Start Text excerpt
Sharding a new collection

Above we’ve sharded an existing collection, which will result in all the chunks of a collection initially living on the same shard. The balancer takes care of moving the chunks around, as usual, until we get an even distribution of data.

Much of the time though, it’s better to shard the collection before we add our data - this way MongoDB doesn’t have to worry about moving around existing data. Users of sharded collections are familiar with pre-splitting - where empty chunks can be quickly balanced around a cluster before data is added. When sharding a new collection using Hash-based shard keys, MongoDB will take care of the presplitting for you. Similarly sized ranges of the Hash-based key are distributed to each existing shard, which means that no initial balancing is needed (unless of course new shards are added).

Let’s see what happens when we shard a new collection webcrawler_empty the same way:

> sh.stopBalancer()

Waiting for active hosts...

Waiting for the balancer lock...

Waiting again for active hosts after balancer is off...

> db.webcrawler_empty.ensureIndex({ url : "hashed" })

> sh.shardCollection("mydb.webcrawler_empty", { url : "hashed" })

{ "collectionsharded" : "mydb.webcrawler_empty", "ok" : 1 }

> db.printShardingStatus(true)

--- Sharding Status ---

...

      mydb.webcrawler_empty

          shard key: { "url" : "hashed" }

          chunks:

              test-rs0    2

              test-rs1    2

              test-rs2    2

              test-rs3    2

          { "url" : { "$minKey" : 1 } } -->> { "url" : NumberLong("-6917529027641081850") } on : test-rs0 { "t" : 4, "i" : 2 }

          { "url" : NumberLong("-6917529027641081850") } -->> { "url" : NumberLong("-4611686018427387900") } on : test-rs0 { "t" : 4, "i" : 3 }

          { "url" : NumberLong("-4611686018427387900") } -->> { "url" : NumberLong("-2305843009213693950") } on : test-rs1 { "t" : 4, "i" : 4 }

          { "url" : NumberLong("-2305843009213693950") } -->> { "url" : NumberLong(0) } on : test-rs1 { "t" : 4, "i" : 5 }

          { "url" : NumberLong(0) } -->> { "url" : NumberLong("2305843009213693950") } on : test-rs2 { "t" : 4, "i" : 6 }

          { "url" : NumberLong("2305843009213693950") } -->> { "url" : NumberLong("4611686018427387900") } on : test-rs2 { "t" : 4, "i" : 7 }

          { "url" : NumberLong("4611686018427387900") } -->> { "url" : NumberLong("6917529027641081850") } on : test-rs3 { "t" : 4, "i" : 8 }

          { "url" : NumberLong("6917529027641081850") } -->> { "url" : { "$maxKey" : 1 } } on : test-rs3 { "t" : 4, "i" : 9 }

As you can see, the new empty collection is already well-distributed and ready to use. Be aware though - any balancing currently in progress can interfere with moving the empty initial chunks off the initial shard, balancing will take priority (hence the initial stopBalancer step). Like before, eventually the balancer will distribute all empty chunks anyway, but if you are preparing for a immediate data load it’s probably best to stop the balancer beforehand.
End Text excerpt
• Written request 1
According to the text on sharding a new collection, when sharding a new collection, which type of shard key makes MongoDB handle presplitting for you?
Start Data in this exercise
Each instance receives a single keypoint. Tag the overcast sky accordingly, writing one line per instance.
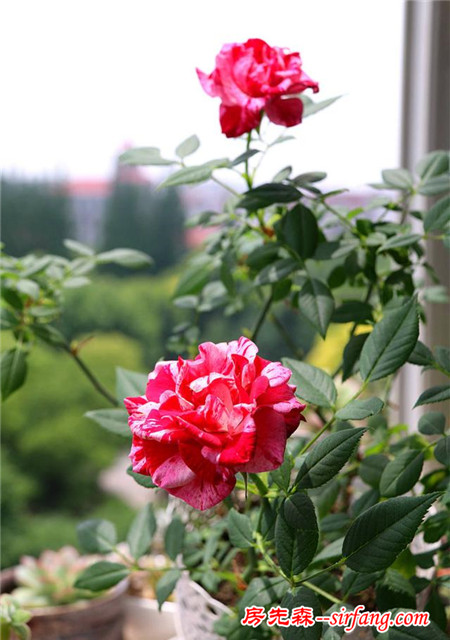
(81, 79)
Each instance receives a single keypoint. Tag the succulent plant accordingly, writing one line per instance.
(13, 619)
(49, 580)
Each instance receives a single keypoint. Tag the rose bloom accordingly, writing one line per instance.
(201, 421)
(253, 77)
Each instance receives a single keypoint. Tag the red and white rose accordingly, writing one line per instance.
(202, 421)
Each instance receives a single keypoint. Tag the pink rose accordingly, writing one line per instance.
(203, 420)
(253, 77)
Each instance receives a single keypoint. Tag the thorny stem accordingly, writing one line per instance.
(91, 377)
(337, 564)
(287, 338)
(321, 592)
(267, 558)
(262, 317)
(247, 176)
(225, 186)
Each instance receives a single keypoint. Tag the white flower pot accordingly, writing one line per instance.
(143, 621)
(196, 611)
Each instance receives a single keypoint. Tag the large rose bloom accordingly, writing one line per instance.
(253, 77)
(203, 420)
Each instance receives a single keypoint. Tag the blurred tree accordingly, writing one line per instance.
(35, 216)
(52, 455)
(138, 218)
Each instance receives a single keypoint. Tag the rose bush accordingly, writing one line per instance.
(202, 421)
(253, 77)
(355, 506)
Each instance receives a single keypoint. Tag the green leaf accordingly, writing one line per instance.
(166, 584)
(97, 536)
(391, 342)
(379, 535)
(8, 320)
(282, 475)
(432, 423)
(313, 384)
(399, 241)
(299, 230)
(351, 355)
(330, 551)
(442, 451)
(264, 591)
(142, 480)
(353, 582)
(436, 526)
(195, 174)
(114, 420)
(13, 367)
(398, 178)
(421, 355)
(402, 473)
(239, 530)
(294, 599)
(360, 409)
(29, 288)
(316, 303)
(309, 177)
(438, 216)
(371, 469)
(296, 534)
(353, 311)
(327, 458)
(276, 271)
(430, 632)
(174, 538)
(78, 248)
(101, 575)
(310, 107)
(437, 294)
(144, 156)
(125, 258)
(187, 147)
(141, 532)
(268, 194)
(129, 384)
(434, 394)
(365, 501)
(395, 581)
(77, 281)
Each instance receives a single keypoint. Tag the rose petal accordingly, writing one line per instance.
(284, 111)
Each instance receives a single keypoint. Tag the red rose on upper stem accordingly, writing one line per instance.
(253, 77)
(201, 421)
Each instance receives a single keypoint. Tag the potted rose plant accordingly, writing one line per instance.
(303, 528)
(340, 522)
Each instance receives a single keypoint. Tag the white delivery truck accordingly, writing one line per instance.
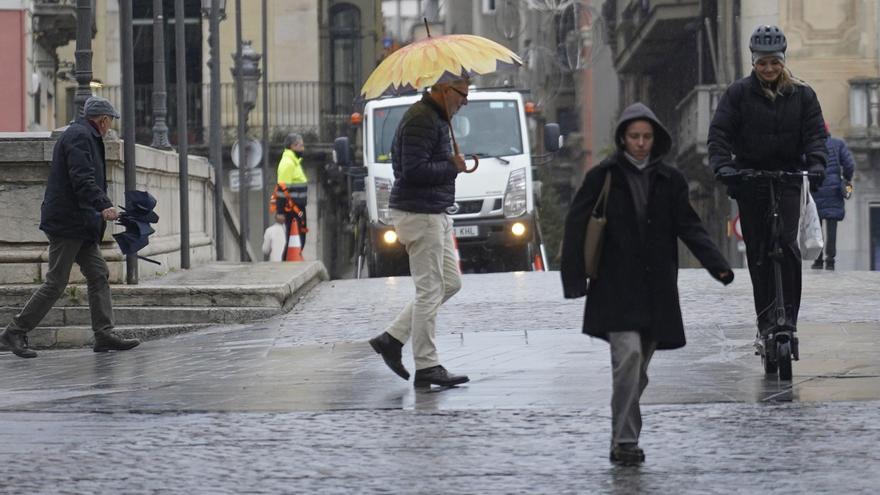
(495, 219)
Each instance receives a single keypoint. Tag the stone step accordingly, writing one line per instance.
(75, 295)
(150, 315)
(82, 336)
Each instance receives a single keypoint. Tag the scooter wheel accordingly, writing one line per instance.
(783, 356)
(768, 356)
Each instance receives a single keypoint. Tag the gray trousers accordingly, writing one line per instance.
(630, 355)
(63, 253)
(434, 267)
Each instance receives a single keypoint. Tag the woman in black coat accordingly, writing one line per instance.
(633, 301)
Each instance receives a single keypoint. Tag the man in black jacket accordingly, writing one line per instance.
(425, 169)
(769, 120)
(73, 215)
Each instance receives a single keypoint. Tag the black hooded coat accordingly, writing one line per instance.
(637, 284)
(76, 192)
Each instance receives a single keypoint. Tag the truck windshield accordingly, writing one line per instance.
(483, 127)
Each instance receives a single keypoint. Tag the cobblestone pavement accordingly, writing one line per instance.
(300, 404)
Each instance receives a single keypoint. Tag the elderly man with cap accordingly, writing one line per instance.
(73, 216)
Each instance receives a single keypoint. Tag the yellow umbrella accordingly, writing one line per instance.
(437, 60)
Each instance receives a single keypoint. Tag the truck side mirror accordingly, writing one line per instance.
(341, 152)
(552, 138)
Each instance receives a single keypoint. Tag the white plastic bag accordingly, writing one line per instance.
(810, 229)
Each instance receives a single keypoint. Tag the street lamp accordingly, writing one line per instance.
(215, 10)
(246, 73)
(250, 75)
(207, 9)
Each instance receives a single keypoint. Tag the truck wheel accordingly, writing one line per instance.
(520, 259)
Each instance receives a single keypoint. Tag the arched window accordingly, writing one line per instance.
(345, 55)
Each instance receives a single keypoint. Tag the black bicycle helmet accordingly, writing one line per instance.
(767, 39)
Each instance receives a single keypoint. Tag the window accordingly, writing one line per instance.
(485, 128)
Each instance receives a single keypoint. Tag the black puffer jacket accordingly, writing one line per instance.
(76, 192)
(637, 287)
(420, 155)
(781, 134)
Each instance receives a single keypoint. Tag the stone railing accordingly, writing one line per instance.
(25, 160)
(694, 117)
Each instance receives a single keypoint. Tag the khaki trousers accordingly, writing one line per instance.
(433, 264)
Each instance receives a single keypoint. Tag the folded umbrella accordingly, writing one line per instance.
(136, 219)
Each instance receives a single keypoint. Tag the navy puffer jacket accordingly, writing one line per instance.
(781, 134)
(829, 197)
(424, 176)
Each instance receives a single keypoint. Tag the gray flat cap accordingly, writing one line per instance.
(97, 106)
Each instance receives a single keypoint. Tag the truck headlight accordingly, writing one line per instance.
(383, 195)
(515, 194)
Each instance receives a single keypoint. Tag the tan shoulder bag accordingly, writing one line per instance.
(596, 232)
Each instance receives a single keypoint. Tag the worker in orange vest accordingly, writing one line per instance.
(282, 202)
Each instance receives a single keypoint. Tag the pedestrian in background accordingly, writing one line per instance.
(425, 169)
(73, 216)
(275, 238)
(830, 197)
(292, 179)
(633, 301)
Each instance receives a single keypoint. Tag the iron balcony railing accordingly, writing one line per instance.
End Data in this exercise
• Written request 2
Rewrite the stretch of entries from the line containing "Each instance receives a single keypoint. Tag the black puffer" through the end of the entries, switching "puffer jacket" to "down jacket" and leaving everything else unchanged.

• Task solution 1
Hash-based shard keys.

• Task solution 2
Each instance receives a single keypoint. Tag the black down jacket accordingly, writing one line per instance.
(76, 192)
(637, 287)
(420, 155)
(781, 134)
Each instance receives a single keypoint. Tag the stone railing accordingly, writing one line per instance.
(25, 160)
(694, 117)
Each instance receives a single keypoint. Tag the khaki trousers accordingly, writing one line per instance.
(433, 264)
Each instance receives a single keypoint. Tag the folded umbrella accordingly, writing one line per instance.
(136, 219)
Each instance receives a single keypoint. Tag the navy down jacket accordingly, writing one line per instance.
(781, 134)
(829, 197)
(424, 176)
Each instance receives a single keypoint. Tag the gray flat cap accordingly, writing one line per instance.
(97, 106)
Each instance receives a single keypoint. Tag the truck headlight accordingly, writing one line per instance.
(383, 195)
(515, 194)
Each instance receives a single keypoint. Tag the tan shoulder bag accordingly, writing one line per instance.
(596, 232)
Each instance receives a single keypoint. Tag the worker in orange vest accordingly, writing one line per instance.
(282, 202)
Each instance receives a single keypoint. Tag the pedestrian in background accordingly, writing one line per instance.
(425, 169)
(73, 216)
(275, 238)
(830, 197)
(292, 179)
(633, 301)
Each instance receives a single keypoint. Tag the iron balcony railing accordingly, writing one line per instance.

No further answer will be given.